:: Required task ::
Rewrite every item below, replacing "Point on each instance of" with "Mark every occurrence of" and keeping everything else the same. Omit the pictures from your answer.

:: Record extracts ::
──────────────────────────────

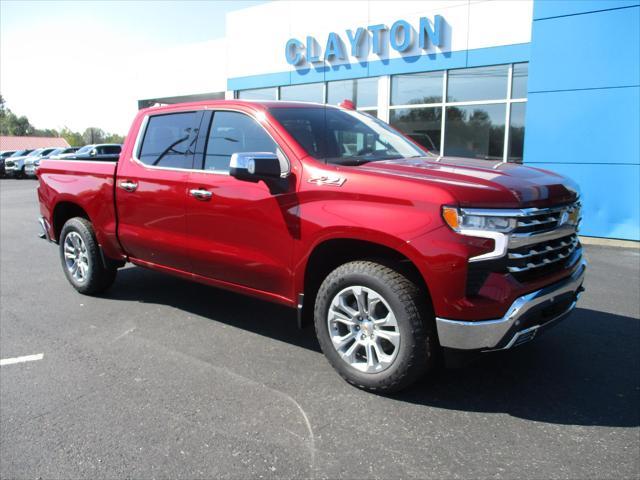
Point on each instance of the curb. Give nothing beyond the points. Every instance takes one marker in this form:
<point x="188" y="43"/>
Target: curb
<point x="609" y="242"/>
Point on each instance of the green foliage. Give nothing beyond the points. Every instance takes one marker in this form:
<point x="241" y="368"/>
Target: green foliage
<point x="12" y="125"/>
<point x="73" y="138"/>
<point x="114" y="138"/>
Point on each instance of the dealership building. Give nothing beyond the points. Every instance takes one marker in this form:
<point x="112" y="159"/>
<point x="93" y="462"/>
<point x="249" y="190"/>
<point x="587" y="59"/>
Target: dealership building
<point x="553" y="84"/>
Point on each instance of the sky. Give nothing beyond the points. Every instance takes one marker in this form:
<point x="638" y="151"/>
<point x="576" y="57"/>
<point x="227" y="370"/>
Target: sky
<point x="77" y="64"/>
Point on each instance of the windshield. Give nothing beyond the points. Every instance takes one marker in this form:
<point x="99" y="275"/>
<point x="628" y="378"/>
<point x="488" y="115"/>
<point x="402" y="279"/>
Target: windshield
<point x="344" y="137"/>
<point x="21" y="153"/>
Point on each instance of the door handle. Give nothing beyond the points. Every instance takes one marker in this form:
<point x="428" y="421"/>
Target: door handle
<point x="128" y="186"/>
<point x="200" y="193"/>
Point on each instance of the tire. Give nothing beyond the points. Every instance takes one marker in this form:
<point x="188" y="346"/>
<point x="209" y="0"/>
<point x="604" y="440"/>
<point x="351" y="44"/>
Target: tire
<point x="78" y="246"/>
<point x="404" y="352"/>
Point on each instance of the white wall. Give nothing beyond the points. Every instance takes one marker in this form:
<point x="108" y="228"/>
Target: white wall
<point x="256" y="36"/>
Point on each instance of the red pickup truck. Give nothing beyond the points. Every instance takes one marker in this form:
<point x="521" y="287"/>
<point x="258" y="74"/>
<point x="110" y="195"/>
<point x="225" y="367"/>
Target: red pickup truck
<point x="397" y="255"/>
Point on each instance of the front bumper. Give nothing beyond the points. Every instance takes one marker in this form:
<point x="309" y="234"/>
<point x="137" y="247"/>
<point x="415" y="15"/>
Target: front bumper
<point x="526" y="316"/>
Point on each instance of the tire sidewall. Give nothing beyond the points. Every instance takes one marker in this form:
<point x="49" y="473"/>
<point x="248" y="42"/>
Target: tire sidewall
<point x="407" y="336"/>
<point x="78" y="226"/>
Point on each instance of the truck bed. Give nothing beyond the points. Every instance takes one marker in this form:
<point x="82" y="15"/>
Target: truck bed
<point x="90" y="184"/>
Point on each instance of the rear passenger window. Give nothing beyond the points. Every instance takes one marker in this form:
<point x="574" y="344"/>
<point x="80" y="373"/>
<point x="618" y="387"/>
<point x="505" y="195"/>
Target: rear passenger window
<point x="233" y="132"/>
<point x="111" y="149"/>
<point x="169" y="140"/>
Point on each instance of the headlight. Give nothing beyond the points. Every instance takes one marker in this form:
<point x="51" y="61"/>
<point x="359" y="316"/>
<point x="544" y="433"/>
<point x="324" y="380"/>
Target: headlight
<point x="459" y="221"/>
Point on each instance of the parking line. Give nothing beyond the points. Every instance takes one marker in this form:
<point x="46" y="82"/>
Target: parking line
<point x="26" y="358"/>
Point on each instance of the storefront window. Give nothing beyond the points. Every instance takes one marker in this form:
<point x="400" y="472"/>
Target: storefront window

──────────────────────────────

:: Result for this exercise ::
Mark every occurrence of the curb. Give nothing beyond the points. Every instance takes one marker in this form:
<point x="188" y="43"/>
Target: curb
<point x="609" y="242"/>
Mark every occurrence of the green foliage. Give nothing beyond the points. Every instance takes one marker in this form:
<point x="241" y="368"/>
Target: green foliage
<point x="12" y="125"/>
<point x="73" y="138"/>
<point x="114" y="138"/>
Mark every occurrence of the dealership building. Give nothing beyond the points. Every instance takes one marker in this form:
<point x="112" y="159"/>
<point x="93" y="462"/>
<point x="249" y="190"/>
<point x="587" y="59"/>
Target: dealership building
<point x="553" y="84"/>
Mark every occurrence of the sky. Give nothing beyond the points. Every instance takes one marker in this form:
<point x="638" y="151"/>
<point x="576" y="57"/>
<point x="227" y="370"/>
Target: sky
<point x="77" y="64"/>
Mark every occurrence of the windshield. Give nothing beyond the points. Every instance takes one marker in this form:
<point x="99" y="275"/>
<point x="628" y="378"/>
<point x="488" y="115"/>
<point x="402" y="279"/>
Target: windshield
<point x="344" y="137"/>
<point x="21" y="153"/>
Mark every occurrence of the door handle. Give nothing beyond the points. Every instance takes one marker in this form:
<point x="428" y="421"/>
Target: door handle
<point x="128" y="186"/>
<point x="200" y="193"/>
Mark every occurrence of the tire. Give nothing beyond the points. Every instance takes one marker in this form:
<point x="188" y="346"/>
<point x="209" y="0"/>
<point x="604" y="440"/>
<point x="351" y="44"/>
Target: tire
<point x="78" y="246"/>
<point x="404" y="352"/>
Mark every occurrence of the white wall. Give nothing beyond the points. Every instance takes one marker in this form:
<point x="108" y="228"/>
Target: white wall
<point x="256" y="36"/>
Mark every occurrence of the red pickup truck. Give nothing beyond the points. Every instance takes one marker in this form:
<point x="521" y="287"/>
<point x="258" y="74"/>
<point x="110" y="195"/>
<point x="225" y="367"/>
Target: red pickup truck
<point x="397" y="255"/>
Mark every occurrence of the front bumper. Give nothing beyond the points. Every instance takes one marker in this form:
<point x="309" y="234"/>
<point x="137" y="247"/>
<point x="415" y="15"/>
Target: front bumper
<point x="526" y="316"/>
Mark every occurrence of the tire sidewall. Give nothing beyond the points. Every instance takes one marker in this form:
<point x="49" y="473"/>
<point x="248" y="42"/>
Target: tire sidewall
<point x="407" y="336"/>
<point x="78" y="226"/>
Mark every occurrence of the truck bed. Give nothing beyond the points. Every instance takes one marker in this form:
<point x="82" y="15"/>
Target: truck bed
<point x="90" y="184"/>
Mark every occurrence of the rear passenger window. Give nothing beyond the points. Every instance takes one marker in this form:
<point x="574" y="344"/>
<point x="80" y="373"/>
<point x="618" y="387"/>
<point x="505" y="195"/>
Target: rear passenger window
<point x="233" y="132"/>
<point x="111" y="149"/>
<point x="169" y="140"/>
Mark every occurrence of the headlight. Give nothing beyond the points. Every instance takes one marker in this form:
<point x="51" y="61"/>
<point x="359" y="316"/>
<point x="544" y="433"/>
<point x="324" y="380"/>
Target: headlight
<point x="459" y="221"/>
Mark every occurrence of the parking line. Give nothing beyond the points. Every instance takes one marker in this form:
<point x="46" y="82"/>
Target: parking line
<point x="26" y="358"/>
Mark every occurrence of the storefront window. Give nothing beyond the points. Every instance takes one marker in this form:
<point x="400" y="472"/>
Target: storefront window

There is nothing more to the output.